• _SOURCE EXTRACT_:
------------------------------------------------------------------------

I have been trained in social anthropological methods of research at University of Delhi, India with a specialisation in medical anthropology. My MPhil research focussed on faith healing of spirit-possession in a Hindu temple wherein I studied spirit-possession as understood by sufferers and their care-groups across sociological and mental health domains. Continuing my interests in the field of mental health, my current research aims to explore the role of marginality (caste-identities in the present case) in effecting psychological distress among University students in India. The research is designed to be an ethnographic study of a University campus (University of Pune), Maharashtra, India.

Apart from my academic interest in mental health, I have also briefly explored other research fields, major of which are gender and power relations (fieldwork in Himachal Pradesh), health seeking behaviour and medical pluralism in an urbanizing village of Delhi, revisiting anthropological studies (Rampura, studied by Oscar Lewis) and unorganized labour in global garment supply chains (in association with GoodWeave, India).

Research Interests

  1. Medical anthropology, cultural psychiatry
  2. Mental health and Marginality
  3. Caste, Gender and Power relations
  4. Race, Ethnicity and Identity politics
  5. South-Asia (more specifically India)

Current research project:

Casted minds in Higher Education in India: Caste Identities and their role in shaping Psychological Well-being among students.

Caste, the basis of social hierarchy in India, continues to flash itself in every aspect of Indian society, despite an otherwise formed consensus of its diminishing importance, especially in urban India. Higher education, in this regard, has become the center stage of caste dynamics with fierce debates on 'merit' often serving as pivot to orient caste relations in pedagogy. Caste identities are consolidated, negotiated and contested through everyday interactions among students, faculty and staff, in turn, shaping the psyche of actors involved. This study tries to explore how marginalization caused due to such constructs affect psychological well-being of students in Universities. The research tries to understand how caste forges identities among students, teachers and staff; the experience, contestation and resistance to caste based academic discourses by students, and the psychological impact of these discourses on student well-being.

The overarching methodology is based on twelve month long ethnographic fieldwork in an Indian University involving data collection through participant observation, interviews, case studies and discourse analysis of everyday interactions and dynamics caste in the campus.

------------------------------------------------------------------------

• _PARTS OF THE EXERCISE_:
a) Do these statements agree with the research profile? Answer yes or no for each, quoting the words that decide it.
(i) The MPhil research dealt with faith healing of spirit-possession in a Hindu temple.
(ii) The current project's fieldwork is planned to last six months.
(iii) The work on unorganized labour in garment supply chains was carried out in association with GoodWeave, India.
b) Transcribe the passage of the research profile starting at "The overarching methodology" and ending at "in the campus.".
The records that come next are separate material, unrelated to the research profile.

------------------------------------------------------------------------

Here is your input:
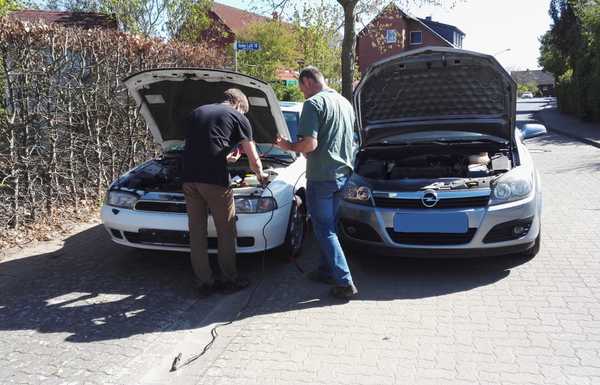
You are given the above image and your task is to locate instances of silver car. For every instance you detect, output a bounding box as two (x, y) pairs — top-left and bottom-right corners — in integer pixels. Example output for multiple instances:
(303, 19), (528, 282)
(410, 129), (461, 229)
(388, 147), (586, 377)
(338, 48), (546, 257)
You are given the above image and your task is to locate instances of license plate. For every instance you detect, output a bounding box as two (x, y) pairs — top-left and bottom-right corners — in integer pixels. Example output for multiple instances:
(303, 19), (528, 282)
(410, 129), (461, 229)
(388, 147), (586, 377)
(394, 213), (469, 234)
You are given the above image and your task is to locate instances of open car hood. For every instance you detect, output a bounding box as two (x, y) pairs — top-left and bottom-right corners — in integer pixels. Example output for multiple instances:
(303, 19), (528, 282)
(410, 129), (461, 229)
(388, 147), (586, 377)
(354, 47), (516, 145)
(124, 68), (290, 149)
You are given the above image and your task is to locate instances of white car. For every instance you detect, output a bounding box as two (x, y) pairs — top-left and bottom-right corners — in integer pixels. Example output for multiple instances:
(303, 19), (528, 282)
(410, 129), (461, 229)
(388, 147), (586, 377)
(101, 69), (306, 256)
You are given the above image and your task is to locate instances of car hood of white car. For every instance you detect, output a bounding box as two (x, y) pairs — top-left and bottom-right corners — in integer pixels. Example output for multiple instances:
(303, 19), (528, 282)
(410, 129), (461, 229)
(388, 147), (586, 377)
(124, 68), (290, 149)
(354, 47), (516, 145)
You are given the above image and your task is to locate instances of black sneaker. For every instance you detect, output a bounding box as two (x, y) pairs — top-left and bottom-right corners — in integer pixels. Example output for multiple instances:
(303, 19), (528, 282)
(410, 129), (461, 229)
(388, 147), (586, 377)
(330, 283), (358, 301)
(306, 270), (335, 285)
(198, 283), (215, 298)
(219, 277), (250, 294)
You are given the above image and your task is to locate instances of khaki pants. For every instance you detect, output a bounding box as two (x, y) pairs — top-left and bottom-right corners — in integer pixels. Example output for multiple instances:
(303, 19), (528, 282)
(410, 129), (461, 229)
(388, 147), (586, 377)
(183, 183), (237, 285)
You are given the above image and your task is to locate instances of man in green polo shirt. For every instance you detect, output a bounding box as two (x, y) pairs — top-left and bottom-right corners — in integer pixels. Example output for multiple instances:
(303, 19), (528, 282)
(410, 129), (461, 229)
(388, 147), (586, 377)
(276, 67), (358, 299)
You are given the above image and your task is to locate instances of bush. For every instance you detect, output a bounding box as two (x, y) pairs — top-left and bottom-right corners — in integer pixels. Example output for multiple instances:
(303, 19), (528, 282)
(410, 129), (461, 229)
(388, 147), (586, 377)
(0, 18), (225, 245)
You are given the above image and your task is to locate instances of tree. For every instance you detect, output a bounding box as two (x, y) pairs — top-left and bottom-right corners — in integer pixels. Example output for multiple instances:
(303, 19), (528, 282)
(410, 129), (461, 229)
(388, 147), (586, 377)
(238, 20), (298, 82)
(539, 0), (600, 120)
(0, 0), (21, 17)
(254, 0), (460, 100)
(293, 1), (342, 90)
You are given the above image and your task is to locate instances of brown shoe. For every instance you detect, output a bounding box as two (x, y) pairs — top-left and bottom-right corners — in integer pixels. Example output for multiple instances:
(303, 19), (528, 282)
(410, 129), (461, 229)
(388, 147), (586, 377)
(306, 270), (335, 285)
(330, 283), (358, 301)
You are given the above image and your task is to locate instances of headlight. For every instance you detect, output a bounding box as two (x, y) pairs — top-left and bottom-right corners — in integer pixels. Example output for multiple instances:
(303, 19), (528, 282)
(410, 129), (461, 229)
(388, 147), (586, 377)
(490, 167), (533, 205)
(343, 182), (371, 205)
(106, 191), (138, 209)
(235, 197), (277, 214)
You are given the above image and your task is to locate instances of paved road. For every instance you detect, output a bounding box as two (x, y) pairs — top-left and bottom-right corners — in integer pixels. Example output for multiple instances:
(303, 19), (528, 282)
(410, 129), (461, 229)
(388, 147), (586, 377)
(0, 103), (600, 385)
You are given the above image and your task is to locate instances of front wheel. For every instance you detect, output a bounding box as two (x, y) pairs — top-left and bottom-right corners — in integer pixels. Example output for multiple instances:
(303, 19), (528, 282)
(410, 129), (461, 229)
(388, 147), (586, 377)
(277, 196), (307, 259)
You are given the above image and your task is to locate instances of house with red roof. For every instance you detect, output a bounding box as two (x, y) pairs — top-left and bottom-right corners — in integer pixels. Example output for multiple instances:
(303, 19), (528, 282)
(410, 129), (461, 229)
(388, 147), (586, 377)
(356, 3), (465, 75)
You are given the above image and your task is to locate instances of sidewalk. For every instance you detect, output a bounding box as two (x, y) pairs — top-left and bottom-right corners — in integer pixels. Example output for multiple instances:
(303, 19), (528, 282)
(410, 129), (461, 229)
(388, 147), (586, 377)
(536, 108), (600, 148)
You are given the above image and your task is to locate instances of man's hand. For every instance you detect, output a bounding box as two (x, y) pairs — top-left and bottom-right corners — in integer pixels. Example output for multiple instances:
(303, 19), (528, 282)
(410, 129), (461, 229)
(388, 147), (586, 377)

------------------------------------------------------------------------

• _ANSWERS FOR EACH ITEM_:
a)
(i) Yes: "My MPhil research focussed on faith healing of spirit-possession in a Hindu temple"
(ii) No: "twelve month long ethnographic fieldwork"
(iii) Yes: "unorganized labour in global garment supply chains (in association with GoodWeave, India)"

b)
The overarching methodology is based on twelve month long ethnographic fieldwork in an Indian University involving data collection through participant observation, interviews, case studies and discourse analysis of everyday interactions and dynamics caste in the campus.